** Required work **
Could you please repeat all of the entries exactly as written?

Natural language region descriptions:
+ + + +

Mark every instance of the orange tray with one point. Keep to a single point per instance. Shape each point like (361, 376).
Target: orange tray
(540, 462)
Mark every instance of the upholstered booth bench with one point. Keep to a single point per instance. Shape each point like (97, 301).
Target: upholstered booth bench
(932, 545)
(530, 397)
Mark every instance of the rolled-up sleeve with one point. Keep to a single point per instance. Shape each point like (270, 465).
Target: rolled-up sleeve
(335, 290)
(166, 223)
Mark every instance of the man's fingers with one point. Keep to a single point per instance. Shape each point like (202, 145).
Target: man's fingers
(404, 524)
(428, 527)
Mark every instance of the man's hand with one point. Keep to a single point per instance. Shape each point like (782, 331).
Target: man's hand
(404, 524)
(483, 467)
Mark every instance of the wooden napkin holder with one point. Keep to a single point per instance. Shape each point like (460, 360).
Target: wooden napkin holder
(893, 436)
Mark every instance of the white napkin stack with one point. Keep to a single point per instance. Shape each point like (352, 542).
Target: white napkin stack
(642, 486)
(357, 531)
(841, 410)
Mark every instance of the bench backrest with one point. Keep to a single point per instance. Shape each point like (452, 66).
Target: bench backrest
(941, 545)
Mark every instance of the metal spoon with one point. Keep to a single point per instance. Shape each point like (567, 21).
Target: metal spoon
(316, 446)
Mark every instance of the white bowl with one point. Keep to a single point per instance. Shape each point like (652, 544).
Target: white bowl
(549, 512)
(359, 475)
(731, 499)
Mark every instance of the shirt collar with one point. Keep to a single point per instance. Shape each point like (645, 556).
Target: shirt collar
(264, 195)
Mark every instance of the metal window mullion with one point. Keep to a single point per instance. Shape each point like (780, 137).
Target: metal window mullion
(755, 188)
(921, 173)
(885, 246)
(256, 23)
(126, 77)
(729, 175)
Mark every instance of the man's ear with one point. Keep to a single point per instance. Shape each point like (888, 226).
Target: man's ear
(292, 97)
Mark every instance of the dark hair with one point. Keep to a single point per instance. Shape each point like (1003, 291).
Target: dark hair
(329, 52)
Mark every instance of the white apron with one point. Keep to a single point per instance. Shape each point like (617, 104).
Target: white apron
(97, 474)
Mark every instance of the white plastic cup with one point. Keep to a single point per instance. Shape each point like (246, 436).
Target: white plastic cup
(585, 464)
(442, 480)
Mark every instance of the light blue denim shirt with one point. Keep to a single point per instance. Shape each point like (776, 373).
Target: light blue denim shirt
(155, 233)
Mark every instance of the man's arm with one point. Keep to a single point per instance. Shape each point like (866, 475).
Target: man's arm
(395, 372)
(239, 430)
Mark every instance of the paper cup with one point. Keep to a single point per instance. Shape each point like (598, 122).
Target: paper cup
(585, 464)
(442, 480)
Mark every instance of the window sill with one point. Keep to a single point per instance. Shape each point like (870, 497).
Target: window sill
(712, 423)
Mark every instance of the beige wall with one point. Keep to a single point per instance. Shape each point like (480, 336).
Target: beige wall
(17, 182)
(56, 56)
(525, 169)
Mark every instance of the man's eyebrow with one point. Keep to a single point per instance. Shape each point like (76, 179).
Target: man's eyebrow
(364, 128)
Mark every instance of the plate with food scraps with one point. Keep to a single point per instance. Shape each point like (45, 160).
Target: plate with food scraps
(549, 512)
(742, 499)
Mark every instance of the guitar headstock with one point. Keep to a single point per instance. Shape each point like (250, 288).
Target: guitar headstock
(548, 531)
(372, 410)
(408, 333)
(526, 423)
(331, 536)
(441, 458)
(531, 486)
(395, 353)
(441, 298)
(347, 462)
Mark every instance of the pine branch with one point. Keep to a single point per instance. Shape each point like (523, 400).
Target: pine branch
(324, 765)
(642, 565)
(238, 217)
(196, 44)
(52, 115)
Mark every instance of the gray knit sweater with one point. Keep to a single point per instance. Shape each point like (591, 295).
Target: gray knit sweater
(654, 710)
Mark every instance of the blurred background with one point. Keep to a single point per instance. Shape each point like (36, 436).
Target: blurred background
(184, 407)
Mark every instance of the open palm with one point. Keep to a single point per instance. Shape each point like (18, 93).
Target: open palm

+ + + +

** Task output **
Mark every instance of the orange tray with one point. Keep to a single point per instance. Shape each point like (361, 376).
Target: orange tray
(540, 462)
Mark every instance of the upholstered booth bench with one point. Keep to a single point per instance. Shape each point like (97, 301).
Target: upholstered booth bench
(932, 545)
(530, 397)
Mark every instance of the rolled-up sleeve with one point. Keep to a single point per instance. Shape each point like (270, 465).
Target: rolled-up sleeve
(335, 290)
(166, 223)
Mark every instance of the man's fingers with one point. Keep to a single point per instance. Shape each point like (202, 145).
Target: man's fingers
(404, 524)
(428, 527)
Mark every instance of the man's hand with one point. Keep to a single point per instance. Shape each point like (782, 331).
Target: man's hand
(404, 524)
(483, 467)
Mark every instance of the wooden napkin holder with one point. Keep to a single point per instance. Shape each point like (460, 360).
Target: wooden napkin holder
(893, 436)
Mark every instance of the white napkin stack with one point. Keep to a single point per instance. Shape each point like (352, 542).
Target: white napkin stack
(642, 486)
(357, 531)
(841, 410)
Mark every instance of the bench backrest with one point. Keep to a single point per instance. Shape each point like (452, 66).
Target: bench backrest
(941, 545)
Mark every instance of the metal spoon with one point. Keep to a single point per instance. Shape each point like (567, 21).
Target: metal spoon
(316, 446)
Mark every instance of the white bowl with one point. Keep to a single point per instance. Shape each point like (652, 544).
Target: white bowl
(549, 512)
(359, 475)
(731, 499)
Mark every instance of the shirt collar with one point. Keep to a single point per instance. Shape each point like (645, 556).
Target: shirt collar
(264, 195)
Mark every instance of the metal window mullion with one point. Keep to a single point per instance. Shape each point like (780, 137).
Target: metal window mullion
(755, 188)
(921, 173)
(885, 246)
(256, 23)
(126, 77)
(729, 175)
Mark every instance of the man's ear with one point. Keep to a single point per instance. Shape each point like (888, 226).
Target: man's ear
(292, 97)
Mark every instance of the dark hair with one point. Keep to a single point per instance. Shape each point like (1003, 291).
Target: dark hair
(329, 52)
Mark every instance of the white apron with one point. Keep to a single point per instance. Shape each point like (617, 104).
Target: white apron
(97, 474)
Mark every instance of the white plastic cup with one point. Keep to a single point per instance. Shape each point like (246, 436).
Target: white plastic cup
(585, 464)
(442, 480)
Mark every instance of the light blue denim shirt with one point. Keep to a single point per instance. Shape each point like (776, 373).
Target: light blue denim shirt
(155, 233)
Mark every instance of the man's arm with one point. Keep to a single point per instance. Shape each point like (866, 475).
Target: man's arm
(395, 372)
(239, 430)
Mark every instance of the paper cup with one point. Keep to a single point per instance. Shape each point like (598, 122).
Target: paper cup
(585, 464)
(442, 480)
Mark every instance of the window sill with one point. Keep to a single point per instance. Shape each point like (870, 497).
Target: window sill
(712, 423)
Mark every instance of the beige wall with one point. Keep to a single point per instance. Shape each point like (480, 336).
Target: beige wall
(17, 182)
(56, 56)
(525, 169)
Mark every instance of the man's eyebrow with one point. Keep to a single point per instance. Shape each point like (76, 179).
Target: man's eyebrow
(364, 128)
Mark every instance of the plate with food scraps with one point. Keep to a single point per instance. Shape each point like (45, 160).
Target: plate with food scraps
(549, 512)
(742, 499)
Mark every instance of the guitar headstock with one point. Keep to a single point per instance. Shape each point like (250, 288).
Target: guitar headstock
(548, 531)
(372, 410)
(408, 333)
(526, 423)
(331, 536)
(441, 458)
(531, 486)
(395, 353)
(441, 298)
(347, 462)
Mark every instance of the pine branch with one point. Keep to a single point per instance. Shape each point like (523, 400).
Target: pine branch
(324, 765)
(642, 565)
(238, 217)
(196, 44)
(52, 115)
Mark every instance of the gray knit sweater with one point. Keep to a single point per instance. Shape each point like (591, 295).
Target: gray knit sweater
(654, 710)
Mark every instance of the blurred background with one point. Keep to a single point per instance. Shape each point like (36, 436).
Target: blurred background
(184, 407)
Mark every instance of the open palm with one point. Keep to a single point per instance. Shape each point like (18, 93).
Target: open palm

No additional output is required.